Cosa fare:
Puoi aggiornare tutte le voci qui sotto sostituendo "drop" con "place" e lasciando invariato tutto il resto?

Voci da elaborare:
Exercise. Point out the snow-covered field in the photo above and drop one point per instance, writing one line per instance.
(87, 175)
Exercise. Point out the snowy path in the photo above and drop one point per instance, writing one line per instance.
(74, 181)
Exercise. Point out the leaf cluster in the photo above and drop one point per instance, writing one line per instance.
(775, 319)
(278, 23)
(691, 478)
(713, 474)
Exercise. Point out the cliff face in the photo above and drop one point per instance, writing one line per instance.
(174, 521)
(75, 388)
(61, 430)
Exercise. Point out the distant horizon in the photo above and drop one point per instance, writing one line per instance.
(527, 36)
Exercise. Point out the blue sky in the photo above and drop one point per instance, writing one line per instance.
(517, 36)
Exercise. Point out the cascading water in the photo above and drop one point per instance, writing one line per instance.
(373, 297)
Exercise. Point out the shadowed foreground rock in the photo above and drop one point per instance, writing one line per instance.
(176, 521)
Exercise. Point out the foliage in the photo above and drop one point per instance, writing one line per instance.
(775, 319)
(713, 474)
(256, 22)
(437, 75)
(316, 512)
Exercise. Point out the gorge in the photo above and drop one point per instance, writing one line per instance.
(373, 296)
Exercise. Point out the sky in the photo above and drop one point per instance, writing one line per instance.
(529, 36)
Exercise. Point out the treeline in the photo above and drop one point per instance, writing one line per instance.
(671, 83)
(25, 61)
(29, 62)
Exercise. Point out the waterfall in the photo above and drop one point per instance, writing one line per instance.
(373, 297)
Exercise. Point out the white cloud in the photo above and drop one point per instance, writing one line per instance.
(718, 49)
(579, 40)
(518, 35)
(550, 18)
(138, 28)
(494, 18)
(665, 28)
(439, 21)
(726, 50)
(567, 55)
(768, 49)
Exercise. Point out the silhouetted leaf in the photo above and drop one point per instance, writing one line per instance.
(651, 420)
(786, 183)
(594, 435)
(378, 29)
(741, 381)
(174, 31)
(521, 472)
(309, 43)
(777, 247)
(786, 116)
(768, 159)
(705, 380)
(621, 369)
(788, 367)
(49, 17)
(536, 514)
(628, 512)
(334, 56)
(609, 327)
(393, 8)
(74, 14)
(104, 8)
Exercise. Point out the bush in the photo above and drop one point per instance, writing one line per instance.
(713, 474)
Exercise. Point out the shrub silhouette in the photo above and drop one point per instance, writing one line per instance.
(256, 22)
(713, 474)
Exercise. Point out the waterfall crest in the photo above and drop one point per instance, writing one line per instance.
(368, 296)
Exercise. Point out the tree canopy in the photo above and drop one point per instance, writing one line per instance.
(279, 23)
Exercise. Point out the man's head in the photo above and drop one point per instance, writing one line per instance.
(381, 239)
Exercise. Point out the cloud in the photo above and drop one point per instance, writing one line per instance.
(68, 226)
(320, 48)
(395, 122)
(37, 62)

Soluzione:
Exercise. Point out the snow-covered field in the photo above and place one point per instance, writing one line per instance.
(87, 175)
Exercise. Point out the snowy path in the photo above and place one point per instance, writing one line per instance.
(74, 181)
Exercise. Point out the leaf cluster in the photo above and place one point per instance, writing one line per instance.
(775, 319)
(278, 23)
(691, 478)
(713, 474)
Exercise. Point out the cliff face in the photo above and place one point per instance, writing one line per instance.
(174, 521)
(75, 388)
(61, 430)
Exercise. Point out the distant horizon in the photo above and place one point per instance, writing one line per instance.
(527, 36)
Exercise. Point out the blue sky in the photo above and place one point per instance, writing one line per instance.
(517, 36)
Exercise. Point out the cascading water in the photo above and place one point per instance, writing one line per instance.
(373, 297)
Exercise. Point out the shadowed foreground rock in the photo above and place one point per instance, writing one line per instance.
(176, 521)
Exercise. Point out the foliage in the photo above and place one point per instance, writing one line per instance.
(775, 319)
(713, 474)
(256, 22)
(437, 75)
(316, 512)
Exercise. Point out the gorge in the photo above and place one point per instance, writing one line per instance.
(373, 296)
Exercise. Point out the sky in the photo above and place one point per instance, writing one line per instance.
(529, 36)
Exercise. Point out the treeline in the photo above and place one point per instance, writing one line per instance.
(671, 83)
(25, 61)
(29, 62)
Exercise. Point out the waterfall in the photo above and place one point per instance, writing one line per instance.
(373, 297)
Exercise. Point out the white cloud in the photo above and place one point per instance, writing one line per instance.
(718, 49)
(579, 40)
(518, 35)
(550, 18)
(138, 28)
(494, 18)
(665, 28)
(439, 21)
(726, 50)
(567, 55)
(768, 49)
Exercise. Point out the silhouetted leaf in the photo above and place one point per instance, writing one line per instance.
(651, 420)
(786, 183)
(594, 435)
(378, 29)
(741, 381)
(174, 31)
(521, 472)
(309, 43)
(777, 247)
(786, 116)
(768, 159)
(705, 380)
(621, 369)
(788, 367)
(49, 17)
(536, 514)
(628, 512)
(334, 56)
(609, 327)
(393, 8)
(74, 14)
(104, 8)
Exercise. Point out the bush in the photo above and place one point per instance, writing one line per instance.
(713, 474)
Exercise. Point out the shrub silhouette in the photo above and place one point per instance, writing one line per instance.
(256, 22)
(713, 474)
Exercise. Point out the waterfall crest in the photo above and place one point per instance, writing one line per instance.
(368, 296)
Exercise. Point out the tree canopy in the photo above and place one point per instance, writing one line per instance.
(279, 23)
Exercise. Point out the man's head in the photo above and place one point per instance, writing one line per instance.
(381, 239)
Exercise. Point out the cloud in the photo above and place one point per instance, writing one line per instance.
(68, 226)
(320, 48)
(395, 122)
(37, 62)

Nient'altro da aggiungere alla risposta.